> Your tasks:
A) In the article on borrowing ideas for museums, write out the stretch from "Museum Takeaway: That" through "along the way." again, replacing "hallway" with "corridor".
B) Answer these from the article on borrowing ideas for museums:
(i) Which store's layout inspired the author's wayfinding solution?
(ii) In what city was the skateboard shop that gave the author the idea for an interactive?
(iii) Which four things does the article say work together in multi-sensory immersion?

> Quoted passage:
[BEGIN]

Monday, June 9, 2025

"Stealing" Ideas from Everyone. What Apple Stores, Airports, and Playgrounds Can Teach Museums About Visitor Experience.



Here's a confession: some of my best exhibit ideas have come from places that have nothing to do with museums. That breakthrough wayfinding solution? Inspired by IKEA's store layout. The interactive that finally got teenagers engaged? I borrowed the concept from a skateboard shop in Portland.

Museum professionals sometimes act like we're the only industry that cares about visitor experience, but the truth is, we're surrounded by brilliant design solutions just waiting to be adapted. The question isn't whether to "borrow" ideas from other industries—it's how to "steal" smartly.

The Great Idea Heist: Where to Look

Retail: The Masters of "Just One More Thing"

Walk through any well-designed store, and you'll see visitor flow management that puts most museums to shame. Retailers have spent billions figuring out how to guide people through spaces, create desire, and encourage exploration.

What They Do Right:

• Sight lines that draw you deeper: You can always see something interesting ahead.

• Clear navigation without being obvious: You know where you are and where you're going.

• Strategic placement of "impulse" experiences: High-interest items at decision points.

• Varied pacing: Busy areas followed by calm spaces, creating rhythm.

Museum Takeaway: That "featured artifact" placement at the end of your gallery hallway? Pure retail psychology. Visitors see it from the entrance and naturally move toward it, encountering your other content along the way.





Theme Parks: Emotional Journey Architects

Disney didn't invent storytelling, but they perfected the art of emotional pacing in physical spaces. Every step of a Theme Park experience is choreographed to build anticipation, deliver a payoff, and leave you wanting more.

What They Do Right:

• Line design that's part of the experience: The wait becomes preparation for the main event.

• Layered storytelling: Multiple levels of detail for different types of visitors.

• Transition spaces: Clear beginnings, middles, and ends to experiences.

• Multi-sensory immersion: Sound, smell, temperature, and lighting work together.

Museum Takeaway: Your exhibit entrance isn't just a doorway—it's the opening scene of your story. What if you treated it like the loading area of a theme park ride, building anticipation for what's coming?




Playground Design: The Physics of Fun

Playground designers are brilliant experience architects. They create spaces that encourage specific behaviors, accommodate different ages and abilities, and somehow make parents want to linger while kids are completely absorbed.

[END]

> Recorded data:
[BEGIN]

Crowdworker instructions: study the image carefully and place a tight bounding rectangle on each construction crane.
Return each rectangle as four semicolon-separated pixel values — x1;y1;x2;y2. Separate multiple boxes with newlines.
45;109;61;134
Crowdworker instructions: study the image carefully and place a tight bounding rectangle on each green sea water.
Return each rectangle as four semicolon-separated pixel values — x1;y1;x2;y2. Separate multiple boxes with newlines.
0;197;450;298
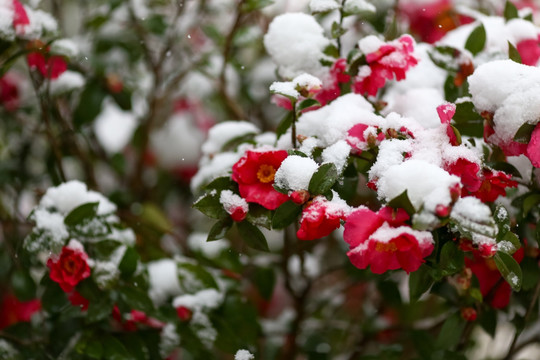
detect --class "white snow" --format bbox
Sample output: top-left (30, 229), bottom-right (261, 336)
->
top-left (234, 349), bottom-right (255, 360)
top-left (274, 155), bottom-right (319, 191)
top-left (219, 190), bottom-right (249, 214)
top-left (39, 180), bottom-right (116, 215)
top-left (309, 0), bottom-right (341, 13)
top-left (50, 70), bottom-right (86, 95)
top-left (202, 121), bottom-right (260, 155)
top-left (150, 113), bottom-right (204, 169)
top-left (188, 232), bottom-right (230, 258)
top-left (343, 0), bottom-right (377, 14)
top-left (94, 99), bottom-right (137, 154)
top-left (264, 13), bottom-right (330, 79)
top-left (147, 259), bottom-right (182, 305)
top-left (321, 140), bottom-right (351, 174)
top-left (270, 81), bottom-right (300, 99)
top-left (173, 289), bottom-right (224, 311)
top-left (358, 35), bottom-right (384, 55)
top-left (377, 160), bottom-right (459, 212)
top-left (50, 39), bottom-right (79, 58)
top-left (468, 60), bottom-right (540, 141)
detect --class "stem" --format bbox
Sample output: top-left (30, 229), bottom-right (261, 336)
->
top-left (219, 0), bottom-right (247, 120)
top-left (504, 282), bottom-right (540, 360)
top-left (291, 101), bottom-right (298, 149)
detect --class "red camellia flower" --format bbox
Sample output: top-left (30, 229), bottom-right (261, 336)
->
top-left (26, 51), bottom-right (67, 79)
top-left (343, 207), bottom-right (433, 274)
top-left (0, 293), bottom-right (41, 330)
top-left (232, 150), bottom-right (289, 210)
top-left (525, 123), bottom-right (540, 168)
top-left (47, 240), bottom-right (90, 293)
top-left (0, 74), bottom-right (19, 111)
top-left (353, 35), bottom-right (418, 96)
top-left (471, 169), bottom-right (518, 202)
top-left (465, 247), bottom-right (524, 309)
top-left (346, 123), bottom-right (385, 155)
top-left (296, 196), bottom-right (347, 240)
top-left (68, 290), bottom-right (90, 311)
top-left (13, 0), bottom-right (30, 35)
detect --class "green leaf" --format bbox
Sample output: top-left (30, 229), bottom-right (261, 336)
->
top-left (140, 202), bottom-right (173, 233)
top-left (177, 263), bottom-right (218, 292)
top-left (203, 176), bottom-right (236, 191)
top-left (296, 99), bottom-right (321, 111)
top-left (276, 111), bottom-right (294, 139)
top-left (465, 24), bottom-right (486, 55)
top-left (428, 46), bottom-right (461, 74)
top-left (246, 203), bottom-right (272, 230)
top-left (493, 205), bottom-right (510, 241)
top-left (86, 293), bottom-right (114, 324)
top-left (439, 241), bottom-right (465, 276)
top-left (308, 163), bottom-right (338, 195)
top-left (497, 231), bottom-right (521, 255)
top-left (110, 89), bottom-right (132, 111)
top-left (101, 335), bottom-right (133, 360)
top-left (236, 221), bottom-right (270, 251)
top-left (73, 79), bottom-right (107, 128)
top-left (435, 314), bottom-right (465, 349)
top-left (508, 41), bottom-right (523, 64)
top-left (272, 200), bottom-right (302, 229)
top-left (452, 101), bottom-right (484, 138)
top-left (118, 247), bottom-right (139, 278)
top-left (253, 267), bottom-right (276, 300)
top-left (493, 251), bottom-right (523, 291)
top-left (330, 21), bottom-right (347, 39)
top-left (504, 0), bottom-right (519, 20)
top-left (206, 217), bottom-right (233, 241)
top-left (11, 269), bottom-right (36, 301)
top-left (118, 286), bottom-right (154, 314)
top-left (144, 14), bottom-right (169, 35)
top-left (64, 202), bottom-right (99, 226)
top-left (193, 193), bottom-right (229, 219)
top-left (523, 194), bottom-right (540, 216)
top-left (388, 190), bottom-right (416, 215)
top-left (514, 123), bottom-right (536, 144)
top-left (409, 264), bottom-right (433, 303)
top-left (242, 0), bottom-right (274, 12)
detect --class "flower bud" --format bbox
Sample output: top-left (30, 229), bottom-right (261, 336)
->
top-left (461, 307), bottom-right (477, 321)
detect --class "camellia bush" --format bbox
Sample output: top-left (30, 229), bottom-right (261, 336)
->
top-left (0, 0), bottom-right (540, 360)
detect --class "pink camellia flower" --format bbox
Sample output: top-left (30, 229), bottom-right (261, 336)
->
top-left (346, 124), bottom-right (385, 154)
top-left (353, 34), bottom-right (418, 96)
top-left (47, 240), bottom-right (90, 293)
top-left (465, 247), bottom-right (524, 309)
top-left (315, 58), bottom-right (351, 106)
top-left (176, 305), bottom-right (193, 321)
top-left (0, 293), bottom-right (41, 330)
top-left (471, 169), bottom-right (518, 202)
top-left (68, 290), bottom-right (90, 311)
top-left (516, 35), bottom-right (540, 66)
top-left (232, 150), bottom-right (289, 210)
top-left (437, 103), bottom-right (459, 146)
top-left (13, 0), bottom-right (30, 35)
top-left (343, 208), bottom-right (433, 274)
top-left (0, 73), bottom-right (19, 111)
top-left (444, 158), bottom-right (482, 195)
top-left (296, 196), bottom-right (347, 240)
top-left (219, 190), bottom-right (249, 221)
top-left (525, 123), bottom-right (540, 168)
top-left (26, 50), bottom-right (67, 79)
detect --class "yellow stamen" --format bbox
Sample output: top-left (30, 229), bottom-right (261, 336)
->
top-left (257, 164), bottom-right (276, 184)
top-left (375, 242), bottom-right (397, 252)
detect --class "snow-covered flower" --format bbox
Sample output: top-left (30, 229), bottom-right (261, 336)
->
top-left (232, 150), bottom-right (288, 210)
top-left (343, 207), bottom-right (434, 274)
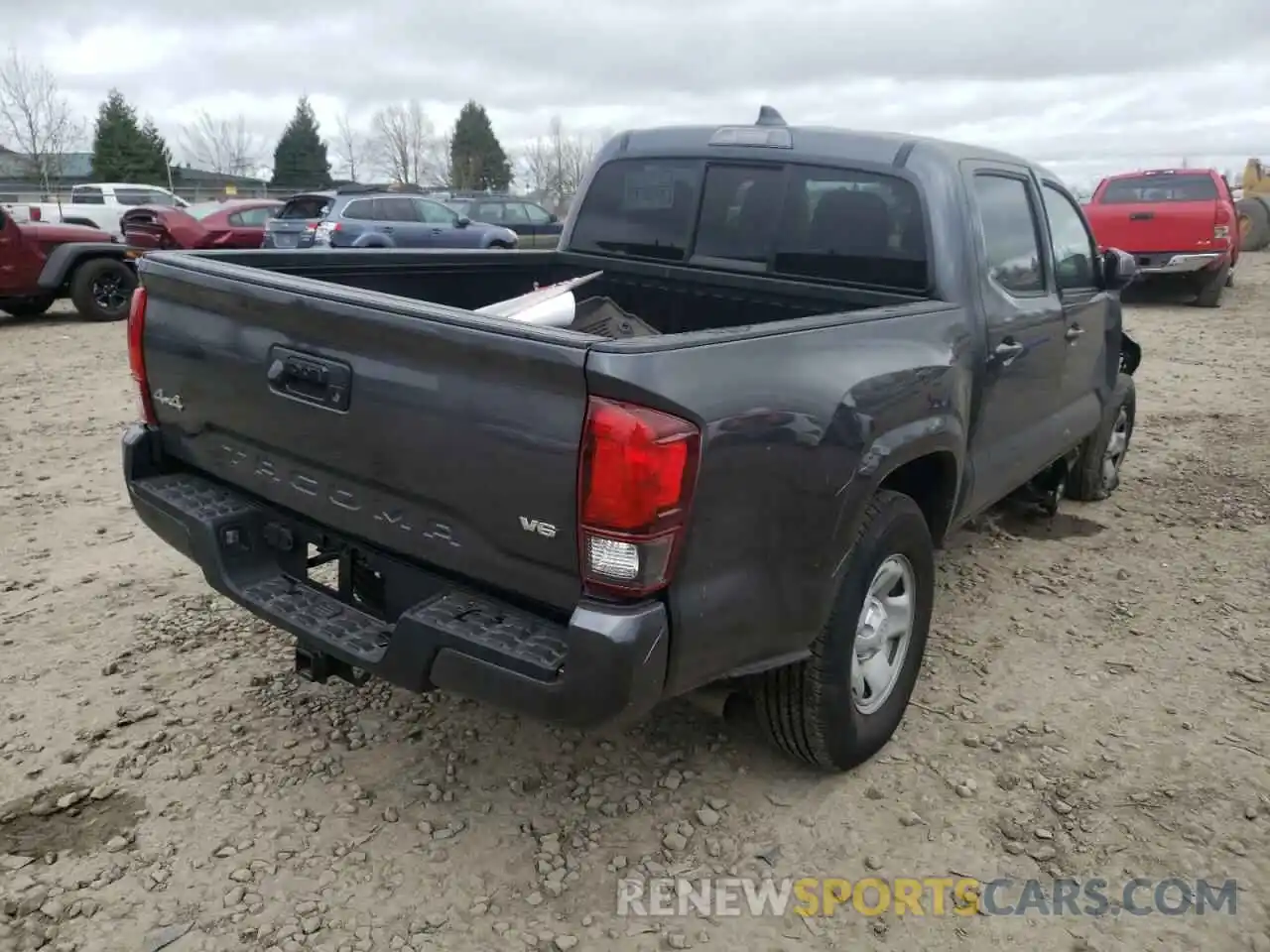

[END]

> Solutions:
A)
Museum Takeaway: That "featured artifact" placement at the end of your gallery corridor? Pure retail psychology. Visitors see it from the entrance and naturally move toward it, encountering your other content along the way.

B)
(i) IKEA's
(ii) Portland
(iii) Sound, smell, temperature, and lighting